═════ Study text ═════

The bill’s sponsor said, “This bill is a necessity as a response to the Missouri Supreme Court judgement in a case in January 2020 called Priorities USA that utterly and wholly gutted the intent and practicality of the statute.”

The legislature approved a voter ID bill in 2016 that required a photo ID at the polling place, but also allowed those without a photo ID to vote by provisional ballot or by signing an affidavit stating they don’t have a form of personal identification approved for voting. The bill approved by the legislature was contingent upon the passage of a constitutional amendment, which 63 percent of Missourians supported.

The Missouri Supreme Court in January 2020 then struck down the affidavit provision saying it was contradictory and misleading. The removal of the affidavit requirement prevented the legislation from effectively impacting voter identification procedures.

The bill approved by the House this week removes the affidavit language that was struck down, and will allow voters without an ID to vote by provisional ballot. In order for the provisional ballot to be counted, election officials would have to verify the voter’s signature based on voter records, or the voter would need to return later that day with a valid photo ID.

═════

**Required tasks**
• a. Return the portion of the voter ID text starting with "The Missouri Supreme Court in" and going on through "valid photo ID.".
• b. Write the next part of the text on Missouri's voter ID bill, picking up after its final sentence.
The rows that come next have no connection to the text on Missouri's voter ID bill.

═════ Record set ═════

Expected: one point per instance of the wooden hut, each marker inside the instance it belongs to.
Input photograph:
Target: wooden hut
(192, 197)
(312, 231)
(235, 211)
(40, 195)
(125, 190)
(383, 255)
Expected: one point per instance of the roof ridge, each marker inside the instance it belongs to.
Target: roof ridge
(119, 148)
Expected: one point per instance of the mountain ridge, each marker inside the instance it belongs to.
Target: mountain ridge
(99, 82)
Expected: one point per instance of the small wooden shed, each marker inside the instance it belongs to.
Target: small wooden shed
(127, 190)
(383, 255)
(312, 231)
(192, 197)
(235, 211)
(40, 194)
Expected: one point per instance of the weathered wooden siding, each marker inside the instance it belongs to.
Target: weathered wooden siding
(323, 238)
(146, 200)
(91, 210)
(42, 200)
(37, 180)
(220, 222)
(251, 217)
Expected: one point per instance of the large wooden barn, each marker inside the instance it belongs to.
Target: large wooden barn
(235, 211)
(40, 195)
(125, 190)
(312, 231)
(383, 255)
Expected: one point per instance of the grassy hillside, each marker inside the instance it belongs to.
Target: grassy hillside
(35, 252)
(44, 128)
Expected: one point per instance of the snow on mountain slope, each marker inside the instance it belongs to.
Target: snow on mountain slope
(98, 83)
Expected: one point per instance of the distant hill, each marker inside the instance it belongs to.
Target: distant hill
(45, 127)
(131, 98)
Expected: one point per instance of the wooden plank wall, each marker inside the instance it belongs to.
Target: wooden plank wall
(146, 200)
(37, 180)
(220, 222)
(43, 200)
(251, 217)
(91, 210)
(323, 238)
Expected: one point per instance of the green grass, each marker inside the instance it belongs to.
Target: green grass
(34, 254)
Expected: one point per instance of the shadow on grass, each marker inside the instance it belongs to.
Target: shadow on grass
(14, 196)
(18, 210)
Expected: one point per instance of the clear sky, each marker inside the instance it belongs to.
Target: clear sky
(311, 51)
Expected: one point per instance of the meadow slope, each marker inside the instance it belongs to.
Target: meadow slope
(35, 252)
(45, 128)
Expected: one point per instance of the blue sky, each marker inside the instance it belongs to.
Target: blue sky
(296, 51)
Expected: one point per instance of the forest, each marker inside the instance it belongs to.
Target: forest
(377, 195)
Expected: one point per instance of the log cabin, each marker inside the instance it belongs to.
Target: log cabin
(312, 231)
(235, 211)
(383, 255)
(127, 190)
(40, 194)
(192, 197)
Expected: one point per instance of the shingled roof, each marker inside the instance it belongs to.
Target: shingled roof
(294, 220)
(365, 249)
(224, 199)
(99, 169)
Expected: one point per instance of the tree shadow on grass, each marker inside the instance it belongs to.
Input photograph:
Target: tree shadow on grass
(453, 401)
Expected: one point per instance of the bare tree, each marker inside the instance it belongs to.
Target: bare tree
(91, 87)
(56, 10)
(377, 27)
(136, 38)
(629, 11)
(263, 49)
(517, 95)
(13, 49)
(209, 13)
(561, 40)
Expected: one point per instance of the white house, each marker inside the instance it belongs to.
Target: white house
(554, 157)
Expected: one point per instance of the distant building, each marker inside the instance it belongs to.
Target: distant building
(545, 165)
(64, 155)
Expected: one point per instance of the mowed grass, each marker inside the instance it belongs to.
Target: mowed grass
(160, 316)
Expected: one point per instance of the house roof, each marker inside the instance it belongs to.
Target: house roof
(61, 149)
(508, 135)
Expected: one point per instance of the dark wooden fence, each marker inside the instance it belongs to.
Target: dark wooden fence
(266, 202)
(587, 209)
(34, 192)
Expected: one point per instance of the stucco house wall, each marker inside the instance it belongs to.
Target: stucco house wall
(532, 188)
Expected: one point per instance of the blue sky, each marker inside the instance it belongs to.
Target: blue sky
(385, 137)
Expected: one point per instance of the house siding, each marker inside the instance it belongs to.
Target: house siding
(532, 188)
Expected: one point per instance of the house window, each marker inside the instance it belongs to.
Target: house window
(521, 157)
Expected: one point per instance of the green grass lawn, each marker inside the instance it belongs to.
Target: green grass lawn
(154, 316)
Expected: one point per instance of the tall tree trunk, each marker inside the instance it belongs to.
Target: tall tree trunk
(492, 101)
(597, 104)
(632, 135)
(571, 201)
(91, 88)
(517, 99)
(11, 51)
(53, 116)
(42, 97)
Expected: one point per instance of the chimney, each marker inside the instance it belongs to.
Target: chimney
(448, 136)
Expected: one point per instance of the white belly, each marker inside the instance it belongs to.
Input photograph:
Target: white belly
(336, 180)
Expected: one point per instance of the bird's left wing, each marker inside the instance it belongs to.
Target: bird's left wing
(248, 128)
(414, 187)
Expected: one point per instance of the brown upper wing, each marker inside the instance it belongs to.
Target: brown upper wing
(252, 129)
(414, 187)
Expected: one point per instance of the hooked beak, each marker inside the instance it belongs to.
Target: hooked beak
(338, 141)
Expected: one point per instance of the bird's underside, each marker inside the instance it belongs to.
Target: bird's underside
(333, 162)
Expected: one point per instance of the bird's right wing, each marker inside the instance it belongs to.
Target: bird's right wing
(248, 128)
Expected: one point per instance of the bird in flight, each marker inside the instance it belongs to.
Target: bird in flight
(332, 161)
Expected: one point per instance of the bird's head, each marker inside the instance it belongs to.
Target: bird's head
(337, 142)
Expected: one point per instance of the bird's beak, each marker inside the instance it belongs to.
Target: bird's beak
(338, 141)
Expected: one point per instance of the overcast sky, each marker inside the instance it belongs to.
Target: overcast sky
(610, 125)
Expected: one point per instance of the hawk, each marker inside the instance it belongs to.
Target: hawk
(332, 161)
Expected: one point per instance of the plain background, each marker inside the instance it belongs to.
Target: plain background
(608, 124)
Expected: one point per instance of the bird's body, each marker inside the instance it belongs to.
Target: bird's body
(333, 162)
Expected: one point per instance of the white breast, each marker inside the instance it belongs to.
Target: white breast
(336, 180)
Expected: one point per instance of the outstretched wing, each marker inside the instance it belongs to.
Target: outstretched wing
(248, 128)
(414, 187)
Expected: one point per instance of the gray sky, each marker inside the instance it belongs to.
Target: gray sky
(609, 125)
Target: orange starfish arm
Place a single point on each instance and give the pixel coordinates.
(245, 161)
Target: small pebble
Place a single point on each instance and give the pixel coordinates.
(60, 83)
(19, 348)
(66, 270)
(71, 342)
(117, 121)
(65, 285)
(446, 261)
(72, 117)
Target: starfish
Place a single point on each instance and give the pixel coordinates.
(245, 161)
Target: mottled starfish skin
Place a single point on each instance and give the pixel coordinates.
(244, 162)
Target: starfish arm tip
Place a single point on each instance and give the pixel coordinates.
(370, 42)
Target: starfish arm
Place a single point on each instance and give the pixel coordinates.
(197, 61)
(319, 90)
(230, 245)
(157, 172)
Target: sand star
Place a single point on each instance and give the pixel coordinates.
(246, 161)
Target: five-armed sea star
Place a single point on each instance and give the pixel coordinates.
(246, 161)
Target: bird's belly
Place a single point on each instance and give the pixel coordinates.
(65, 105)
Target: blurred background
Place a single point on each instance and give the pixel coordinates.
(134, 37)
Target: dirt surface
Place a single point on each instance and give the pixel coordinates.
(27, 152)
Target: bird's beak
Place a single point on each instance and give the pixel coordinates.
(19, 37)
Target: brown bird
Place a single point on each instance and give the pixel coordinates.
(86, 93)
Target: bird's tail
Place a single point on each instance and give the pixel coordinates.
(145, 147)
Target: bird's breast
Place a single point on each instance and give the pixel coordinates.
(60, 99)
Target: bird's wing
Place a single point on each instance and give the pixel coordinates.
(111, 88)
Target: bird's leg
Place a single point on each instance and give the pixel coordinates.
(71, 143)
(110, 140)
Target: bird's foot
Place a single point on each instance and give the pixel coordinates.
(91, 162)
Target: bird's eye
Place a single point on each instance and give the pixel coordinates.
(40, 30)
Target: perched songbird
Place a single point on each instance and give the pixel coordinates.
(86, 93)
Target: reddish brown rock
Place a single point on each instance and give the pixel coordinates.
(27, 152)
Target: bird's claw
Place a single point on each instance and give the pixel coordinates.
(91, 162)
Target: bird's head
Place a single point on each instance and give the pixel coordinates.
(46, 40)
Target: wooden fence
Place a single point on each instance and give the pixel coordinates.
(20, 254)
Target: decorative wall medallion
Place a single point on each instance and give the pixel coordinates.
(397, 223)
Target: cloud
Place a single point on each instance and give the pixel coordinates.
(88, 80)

═════

**Your written answers**
• a.
The Missouri Supreme Court in January 2020 then struck down the affidavit provision saying it was contradictory and misleading. The removal of the affidavit requirement prevented the legislation from effectively impacting voter identification procedures.

The bill approved by the House this week removes the affidavit language that was struck down, and will allow voters without an ID to vote by provisional ballot. In order for the provisional ballot to be counted, election officials would have to verify the voter’s signature based on voter records, or the voter would need to return later that day with a valid photo ID.

• b.
“Preventing fraud so legal votes of our constituents are not disenfranchised by allowing inperson fraudulent votes to be cast illegally is the main focus of this bill,” said the bill’s sponsor.

The bill now moves to the Senate for consideration.

House Approves Legislation to Prevent Abuse of Eminent Domain (HB 527)

The Missouri House has once again approved legislation meant to protect the rights of land owners. The bill would prevent the use of eminent domain to take property from Missourians for use by the Grain Belt Express power line.

The Grain Belt Express is a wind-energy power line that is planned to run from Kansas to Indiana. The project was approved to use eminent domain to seize land if land owners refuse to sell easements. The Missouri House approved similar legislation last year to protect the rights of land owners. This year’s bill aims to prevent the use of private land for the project without the permission of property owners. It specifically states no entity has the power of eminent domain for the purposes of constructing merchant lines.

The bill’s sponsor noted, “This is a private out-of-state company using eminent domain as a public utility and there is very little benefit for the state of Missouri. Only six percent of the power will be used here.”

The bill would not apply to rural electric cooperatives or to power lines that provide energy substations every 50 miles. The bill’s sponsor said the provision is meant to encourage companies to give Missourians greater access to the energy being transmitted.

He said, "What this bill does is say if you're going to use and take Missouri farm owners' land, that we're actually going to have access to the power.”

The bill now moves to the Senate for consideration.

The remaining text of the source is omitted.